Text provided:

'''

To recite Van der Linde's argument in these terms is to refute it. The fundamental difference between Van der Linde and AWS, by which the Authority legitimately differentiates between them, is ownership versus non-ownership of a waste disposal site.   In this one important respect the economic relationship between the Authority and AWS is exactly the opposite of the relationship between the Authority and Van der Linde.   AWS, which owns and controls the Zion Crossroads Transfer Station, obtains no benefit from the Authority's negotiation of a right of access to local disposal sites.   In fact, AWS helps facilitate the supply of outlets for waste by making its own transfer station available to all other waste haulers through the Authority as intermediary.   In other words, AWS is a supplier of the type of public services that the Authority provides, while Van der Linde is a consumer.

As far as government programs go, it is hard to conceive of a classification much more rational than the one at issue here.   The Authority's classification places the financial burden upon those entities (like Van der Linde) that utilize the public services provided by the Authority, while exempting those entities (like AWS) that the Authority relies upon to ensure public access to those services.   Thus, the classification here at issue is nearly perfectly tailored to effectuate the purpose for which the Authority exists:  making available the means to dispose of municipal solid waste by negotiating with suppliers for landfill access and taxing consumers for the Authority's intermediary services.   This tight fit between the Authority's classification and a legitimate public purpose is unassailable from a rational basis standpoint, which would support even a very loose fit.   Cf. Vance v. Bradley, 440 U.S. 93, 108, 99 S.Ct. 939, 59 L.Ed.2d 171 (1979).

'''

Required tasks:
• 1. Can you reproduce, word for word, the part of the passage about the Authority's classification that opens with the words containing "To recite Van" and closes with "is a consumer."?
• 2. In the passage about the Authority's classification:
(a) Which transfer station does AWS own and control?
(b) On which entities does the Authority's classification place the financial burden?
(c) Which case is cited with "Cf." at the end?
The material after this passage stands apart from it.

Listed records:
'''

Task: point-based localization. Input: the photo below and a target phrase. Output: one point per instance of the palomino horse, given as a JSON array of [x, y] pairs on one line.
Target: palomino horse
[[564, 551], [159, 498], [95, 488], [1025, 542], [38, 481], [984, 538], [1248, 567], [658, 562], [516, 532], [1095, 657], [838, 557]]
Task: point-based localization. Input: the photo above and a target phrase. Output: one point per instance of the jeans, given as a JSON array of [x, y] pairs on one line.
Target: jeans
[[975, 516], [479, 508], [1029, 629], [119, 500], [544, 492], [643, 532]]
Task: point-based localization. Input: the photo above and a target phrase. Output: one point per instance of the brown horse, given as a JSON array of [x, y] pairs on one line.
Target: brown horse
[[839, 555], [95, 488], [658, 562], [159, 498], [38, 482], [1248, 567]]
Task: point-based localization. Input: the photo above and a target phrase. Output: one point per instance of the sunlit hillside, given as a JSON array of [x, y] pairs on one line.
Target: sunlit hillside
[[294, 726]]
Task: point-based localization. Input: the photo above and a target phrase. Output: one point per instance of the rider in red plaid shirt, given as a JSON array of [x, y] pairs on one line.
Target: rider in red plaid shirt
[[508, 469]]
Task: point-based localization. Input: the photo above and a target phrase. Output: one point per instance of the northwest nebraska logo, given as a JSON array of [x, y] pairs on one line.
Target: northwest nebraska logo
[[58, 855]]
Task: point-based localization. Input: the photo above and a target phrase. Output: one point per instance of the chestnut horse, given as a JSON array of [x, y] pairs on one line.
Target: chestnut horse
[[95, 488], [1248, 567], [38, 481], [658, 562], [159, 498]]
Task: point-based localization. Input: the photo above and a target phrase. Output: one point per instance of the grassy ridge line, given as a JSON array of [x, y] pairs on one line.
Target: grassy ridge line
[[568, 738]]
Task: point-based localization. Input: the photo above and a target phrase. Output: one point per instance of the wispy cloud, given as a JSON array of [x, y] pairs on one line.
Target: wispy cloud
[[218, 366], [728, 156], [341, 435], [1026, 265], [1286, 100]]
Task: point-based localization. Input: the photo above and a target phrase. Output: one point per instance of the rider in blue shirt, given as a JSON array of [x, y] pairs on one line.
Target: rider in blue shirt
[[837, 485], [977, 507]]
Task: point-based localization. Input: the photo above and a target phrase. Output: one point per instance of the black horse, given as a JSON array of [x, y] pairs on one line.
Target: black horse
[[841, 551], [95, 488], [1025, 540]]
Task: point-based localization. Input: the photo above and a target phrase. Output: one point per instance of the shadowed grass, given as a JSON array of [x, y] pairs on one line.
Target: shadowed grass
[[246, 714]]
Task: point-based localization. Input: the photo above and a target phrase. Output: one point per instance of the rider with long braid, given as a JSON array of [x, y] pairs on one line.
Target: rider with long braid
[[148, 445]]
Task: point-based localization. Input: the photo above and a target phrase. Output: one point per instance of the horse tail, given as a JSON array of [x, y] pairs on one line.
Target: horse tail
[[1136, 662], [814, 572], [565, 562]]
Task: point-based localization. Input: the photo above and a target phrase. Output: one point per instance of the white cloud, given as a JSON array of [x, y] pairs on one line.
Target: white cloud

'''

Solutions below:
• 1.
To recite Van der Linde's argument in these terms is to refute it. The fundamental difference between Van der Linde and AWS, by which the Authority legitimately differentiates between them, is ownership versus non-ownership of a waste disposal site.   In this one important respect the economic relationship between the Authority and AWS is exactly the opposite of the relationship between the Authority and Van der Linde.   AWS, which owns and controls the Zion Crossroads Transfer Station, obtains no benefit from the Authority's negotiation of a right of access to local disposal sites.   In fact, AWS helps facilitate the supply of outlets for waste by making its own transfer station available to all other waste haulers through the Authority as intermediary.   In other words, AWS is a supplier of the type of public services that the Authority provides, while Van der Linde is a consumer.

• 2.
(a) The Zion Crossroads Transfer Station.
(b) Those entities, like Van der Linde, that utilize the public services provided by the Authority.
(c) Vance v. Bradley, 440 U.S. 93, 108 (1979).